- WHAT YOU NEED TO DO -
An exact, complete copy of the entries below is required, minus any pictures.

- PROVIDED RECORDS -
□ □ □ □ □
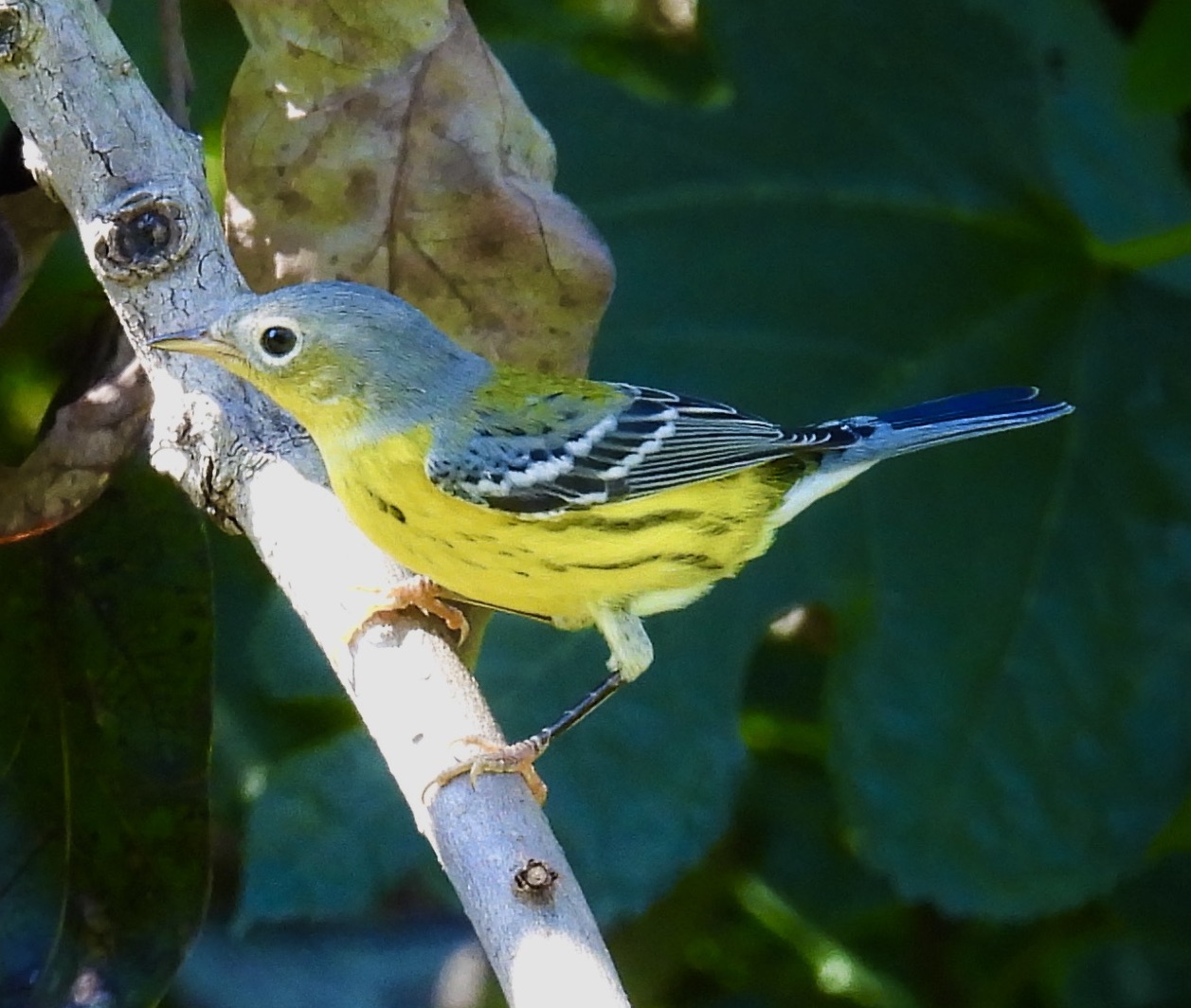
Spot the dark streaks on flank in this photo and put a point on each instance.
(602, 523)
(392, 510)
(699, 560)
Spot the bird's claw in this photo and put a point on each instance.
(514, 758)
(422, 593)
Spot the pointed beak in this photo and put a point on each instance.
(194, 341)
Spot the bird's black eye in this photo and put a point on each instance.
(278, 341)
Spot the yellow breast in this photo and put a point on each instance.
(645, 555)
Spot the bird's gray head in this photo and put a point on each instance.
(330, 348)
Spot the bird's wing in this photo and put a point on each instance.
(645, 442)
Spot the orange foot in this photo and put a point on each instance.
(515, 758)
(418, 592)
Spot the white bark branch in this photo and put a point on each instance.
(134, 185)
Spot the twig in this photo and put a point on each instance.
(133, 183)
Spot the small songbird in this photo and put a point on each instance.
(573, 500)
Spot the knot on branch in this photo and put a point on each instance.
(140, 234)
(535, 881)
(19, 24)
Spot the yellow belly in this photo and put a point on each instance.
(643, 555)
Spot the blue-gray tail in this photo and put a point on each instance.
(939, 421)
(857, 443)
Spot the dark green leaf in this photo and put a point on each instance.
(103, 712)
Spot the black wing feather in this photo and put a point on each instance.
(658, 441)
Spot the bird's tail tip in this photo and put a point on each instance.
(1013, 405)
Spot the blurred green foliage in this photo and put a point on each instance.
(965, 778)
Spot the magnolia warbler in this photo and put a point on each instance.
(571, 500)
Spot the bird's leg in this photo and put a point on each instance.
(420, 592)
(631, 655)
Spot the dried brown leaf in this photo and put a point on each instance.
(385, 143)
(75, 459)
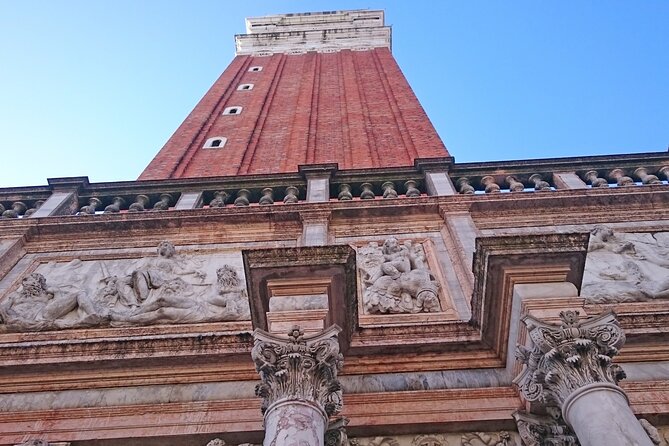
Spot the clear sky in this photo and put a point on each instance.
(96, 87)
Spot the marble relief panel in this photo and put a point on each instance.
(169, 287)
(400, 276)
(626, 267)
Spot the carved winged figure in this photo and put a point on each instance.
(398, 279)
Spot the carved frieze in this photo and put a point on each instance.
(299, 368)
(502, 438)
(164, 289)
(626, 267)
(567, 357)
(396, 278)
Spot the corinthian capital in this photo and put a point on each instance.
(299, 368)
(569, 356)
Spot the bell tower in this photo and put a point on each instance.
(303, 89)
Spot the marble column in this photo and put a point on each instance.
(570, 368)
(299, 385)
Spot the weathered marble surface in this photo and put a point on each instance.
(294, 423)
(626, 267)
(396, 278)
(120, 396)
(600, 416)
(162, 289)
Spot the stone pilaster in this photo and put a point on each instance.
(299, 385)
(570, 368)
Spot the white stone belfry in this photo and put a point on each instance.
(328, 31)
(298, 385)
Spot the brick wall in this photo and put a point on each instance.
(354, 108)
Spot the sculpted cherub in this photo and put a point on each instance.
(37, 307)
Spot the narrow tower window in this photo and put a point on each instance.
(235, 110)
(217, 142)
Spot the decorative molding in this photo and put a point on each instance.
(568, 357)
(299, 368)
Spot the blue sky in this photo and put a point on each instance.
(96, 87)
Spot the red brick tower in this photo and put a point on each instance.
(303, 89)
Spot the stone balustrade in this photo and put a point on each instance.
(347, 191)
(325, 183)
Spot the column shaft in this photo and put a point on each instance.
(600, 415)
(294, 423)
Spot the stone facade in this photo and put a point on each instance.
(327, 305)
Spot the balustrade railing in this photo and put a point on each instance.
(82, 199)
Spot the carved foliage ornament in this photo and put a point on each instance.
(299, 368)
(537, 430)
(568, 357)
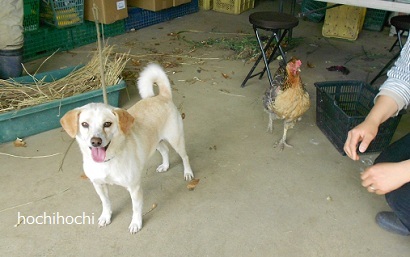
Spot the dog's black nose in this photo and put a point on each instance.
(96, 141)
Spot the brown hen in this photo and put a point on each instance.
(287, 98)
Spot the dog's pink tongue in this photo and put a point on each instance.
(98, 154)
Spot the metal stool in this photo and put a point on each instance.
(401, 24)
(278, 24)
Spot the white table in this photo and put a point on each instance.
(374, 4)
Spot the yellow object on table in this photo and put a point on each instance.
(343, 22)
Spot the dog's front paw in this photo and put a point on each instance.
(104, 220)
(188, 176)
(134, 227)
(162, 168)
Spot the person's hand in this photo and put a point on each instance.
(383, 178)
(364, 133)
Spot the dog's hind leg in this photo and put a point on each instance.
(163, 149)
(137, 201)
(179, 145)
(102, 191)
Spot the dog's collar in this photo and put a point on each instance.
(109, 159)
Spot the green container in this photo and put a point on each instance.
(43, 117)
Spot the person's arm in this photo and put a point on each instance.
(383, 178)
(394, 95)
(384, 108)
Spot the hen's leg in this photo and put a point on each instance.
(282, 143)
(270, 123)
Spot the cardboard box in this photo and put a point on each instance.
(152, 5)
(179, 2)
(109, 11)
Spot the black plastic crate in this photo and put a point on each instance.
(375, 19)
(342, 105)
(140, 18)
(316, 9)
(31, 16)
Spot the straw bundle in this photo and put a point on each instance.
(15, 96)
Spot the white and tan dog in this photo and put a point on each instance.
(117, 143)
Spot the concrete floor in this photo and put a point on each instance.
(251, 200)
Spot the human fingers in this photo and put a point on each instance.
(351, 145)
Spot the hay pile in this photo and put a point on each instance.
(15, 96)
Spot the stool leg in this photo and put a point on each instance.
(275, 48)
(265, 60)
(263, 50)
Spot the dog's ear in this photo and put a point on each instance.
(125, 120)
(69, 122)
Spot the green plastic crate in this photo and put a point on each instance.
(43, 117)
(342, 105)
(45, 41)
(62, 13)
(31, 18)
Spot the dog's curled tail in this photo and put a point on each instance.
(151, 74)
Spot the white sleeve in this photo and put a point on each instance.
(397, 85)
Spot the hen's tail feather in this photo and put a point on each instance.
(154, 74)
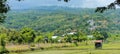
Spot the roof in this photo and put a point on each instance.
(98, 41)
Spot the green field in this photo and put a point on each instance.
(73, 52)
(109, 48)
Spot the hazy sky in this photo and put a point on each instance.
(73, 3)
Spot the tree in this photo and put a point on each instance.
(3, 38)
(28, 35)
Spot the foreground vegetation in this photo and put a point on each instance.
(111, 48)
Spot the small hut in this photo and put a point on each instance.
(98, 44)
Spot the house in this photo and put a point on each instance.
(98, 44)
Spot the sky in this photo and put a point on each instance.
(73, 3)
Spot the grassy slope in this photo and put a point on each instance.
(110, 48)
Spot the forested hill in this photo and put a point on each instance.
(53, 18)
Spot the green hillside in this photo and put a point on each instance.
(49, 19)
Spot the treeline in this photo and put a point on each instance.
(62, 19)
(28, 35)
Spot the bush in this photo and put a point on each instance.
(3, 50)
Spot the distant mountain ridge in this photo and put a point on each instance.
(52, 18)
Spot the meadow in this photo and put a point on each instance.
(108, 48)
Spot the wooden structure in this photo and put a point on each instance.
(98, 44)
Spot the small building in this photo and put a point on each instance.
(98, 44)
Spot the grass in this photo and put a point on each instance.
(108, 48)
(73, 52)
□ □ □ □ □
- PROBLEM SOLUTION -
Spot the dark streaks on flank in this photo and put a point on each instance.
(602, 523)
(392, 510)
(699, 560)
Spot the bird's claw in this photo and put a point on each instance.
(514, 758)
(422, 593)
Spot the pointed beak in this photo and put a point on each instance.
(194, 341)
Spot the bird's black eye in this photo and put a point on each instance.
(278, 341)
Spot the yellow breast in this photo and put a point on each instance.
(645, 555)
Spot the bird's gray head in this photo and put a point on each instance.
(330, 348)
Spot the bird's wing in this photo and put a point on each instance.
(645, 442)
Spot the orange foot in this photo and put a point on each instance.
(515, 758)
(418, 592)
Spot the white bark branch in this photo and put a point on each instance.
(134, 185)
Spot the twig in this photo and put a point on each instance.
(133, 183)
Spot the small songbird in this photo and put a point on each instance.
(573, 500)
Spot the knot on branch in this photo and put a point on each instance.
(140, 234)
(535, 881)
(19, 24)
Spot the yellow belly in this photo and put a point on each instance.
(643, 555)
Spot the blue-gray tail in this photo and put a point on each instance.
(939, 421)
(857, 443)
Spot the dark green leaf in this photo and put a point on each instance.
(103, 712)
Spot the black wing feather in this photo and put a point on each instance.
(658, 441)
Spot the bird's tail tip in this photo and put a point on each instance.
(1013, 405)
Spot the blurred green foliage in this photo and put a point on each instance.
(965, 778)
Spot the magnolia warbler in this photo and put a point on each instance.
(571, 500)
Spot the bird's leg in this photo and put a point on each instance.
(420, 592)
(631, 655)
Spot the dried brown leaf in this photo and put a point on each instance.
(385, 143)
(75, 459)
Spot the clear sky in this photo and put a point on each instance.
(96, 87)
Spot the marble relief panel in this photo and put a point on each instance.
(169, 287)
(400, 276)
(626, 267)
Spot the carved winged figure in this photo and put a point on each instance.
(398, 279)
Spot the carved frieze in this photo and put a point on each instance.
(299, 368)
(502, 438)
(164, 289)
(626, 267)
(567, 357)
(396, 278)
Spot the corinthian capital in this photo and put a point on each instance.
(299, 368)
(569, 356)
Spot the bell tower in this photo and put a point on each instance.
(303, 89)
Spot the marble column in this photo and put a point on each instance.
(570, 368)
(299, 385)
Spot the weathered marble surface in this photo and put a point on each instance.
(294, 423)
(626, 267)
(396, 278)
(120, 396)
(600, 416)
(162, 289)
Spot the stone pilaster in this photo and put a point on each instance.
(299, 385)
(570, 368)
Spot the white stone belfry in this photo and put a point on each instance.
(328, 31)
(298, 385)
Spot the brick wall in this photo and put a point on each instance.
(354, 108)
Spot the sculpted cherub in this photo and put a point on each instance.
(37, 307)
Spot the narrow tower window in this photo and put a point on each instance.
(235, 110)
(217, 142)
Spot the decorative molding in this photo and put a point on each instance.
(568, 357)
(299, 368)
Spot the blue sky in this photo and put a point on each instance.
(96, 87)
Spot the red brick tower in this photo and put a point on each instance.
(303, 89)
Spot the stone balustrade in this photo and put a point on each instance.
(347, 191)
(325, 183)
Spot the column shaft in this photo and put a point on each instance.
(600, 415)
(294, 423)
Spot the stone facade in this photo and put a point on each instance.
(327, 305)
Spot the balustrade railing in this photo and put a point on each instance.
(82, 199)
Spot the carved foliage ornament in this photo and put a point on each instance.
(299, 368)
(537, 430)
(568, 357)
Spot the dog's black nose in this photo and put a point on each instance.
(96, 141)
Spot the brown hen in this photo and put a point on each instance.
(287, 98)
Spot the dog's pink tongue in this photo and put a point on each instance.
(98, 154)
Spot the metal stool in this photo and put a point on each instance.
(401, 24)
(278, 24)
Spot the white table in this photo and put a point on each instance.
(374, 4)
Spot the yellow object on table in this photo and put a point on each instance.
(343, 22)
Spot the dog's front paw in this photo and put a point on each instance.
(104, 220)
(188, 176)
(134, 227)
(162, 168)
Spot the person's hand in this photo and put a point on each instance.
(383, 178)
(364, 133)
Spot the dog's hind leg in this photo and put a point on each instance.
(163, 149)
(137, 201)
(179, 145)
(102, 191)
Spot the dog's collar in this photo and put a point on each instance.
(109, 159)
Spot the green container in this photo and put a point on each instance.
(43, 117)
Spot the person's arm in this photo and put a point on each instance.
(383, 178)
(394, 95)
(384, 108)
Spot the hen's leg in this photo and put a point on each instance.
(282, 143)
(270, 123)
Spot the cardboard box in this photo and put a point on each instance.
(152, 5)
(179, 2)
(109, 11)
Spot the black plastic crate in this photo and put a point on each instance.
(375, 19)
(342, 105)
(140, 18)
(316, 9)
(31, 16)
Spot the straw bundle in this photo and put a point on each instance.
(15, 96)
Spot the white and tan dog in this photo and put a point on each instance.
(117, 143)
Spot the concrete floor in this photo and put a point on each instance.
(251, 200)
Spot the human fingers in this photo and put a point on each instance.
(351, 145)
Spot the hay pile in this photo and put a point on each instance.
(15, 96)
Spot the stool leg in this photo and put a point on each instance.
(275, 48)
(265, 60)
(263, 50)
Spot the dog's ear in this photo and put a point on each instance.
(125, 120)
(69, 122)
Spot the green plastic crate in this photo and put a point on each instance.
(43, 117)
(342, 105)
(45, 41)
(62, 13)
(31, 18)
Spot the dog's curled tail in this photo and put a point on each instance.
(151, 74)
Spot the white sleeve in this photo and put a point on each instance.
(397, 85)
Spot the hen's tail feather in this photo and put a point on each instance.
(154, 74)
Spot the roof in this photo and put a point on each instance.
(98, 41)
Spot the green field in this photo and put a point on each instance.
(73, 52)
(109, 48)
Spot the hazy sky in this photo and put a point on each instance.
(73, 3)
Spot the tree in this photo and put a point on each instance.
(3, 38)
(28, 35)
Spot the foreground vegetation in this photo and put a point on each instance.
(111, 48)
Spot the small hut in this photo and put a point on each instance.
(98, 44)
Spot the house in this photo and put a point on each instance.
(98, 44)
Spot the sky in this photo and put a point on each instance.
(73, 3)
Spot the grassy slope in this photo and put a point on each instance.
(110, 48)
Spot the forested hill in this photo and put a point on each instance.
(53, 18)
Spot the green hillside in this photo and put a point on each instance.
(49, 19)
Spot the treeline in this photo and put a point on each instance.
(62, 19)
(28, 35)
Spot the bush in this photo and put a point on each instance.
(3, 50)
Spot the distant mountain ridge in this photo and put a point on each instance.
(52, 18)
Spot the meadow in this photo and put a point on each instance.
(108, 48)
Spot the wooden structure in this photo and put a point on each instance.
(98, 44)
Spot the small building in this photo and put a point on each instance.
(98, 44)
Spot the grass in this photo and put a point on each instance.
(108, 48)
(73, 52)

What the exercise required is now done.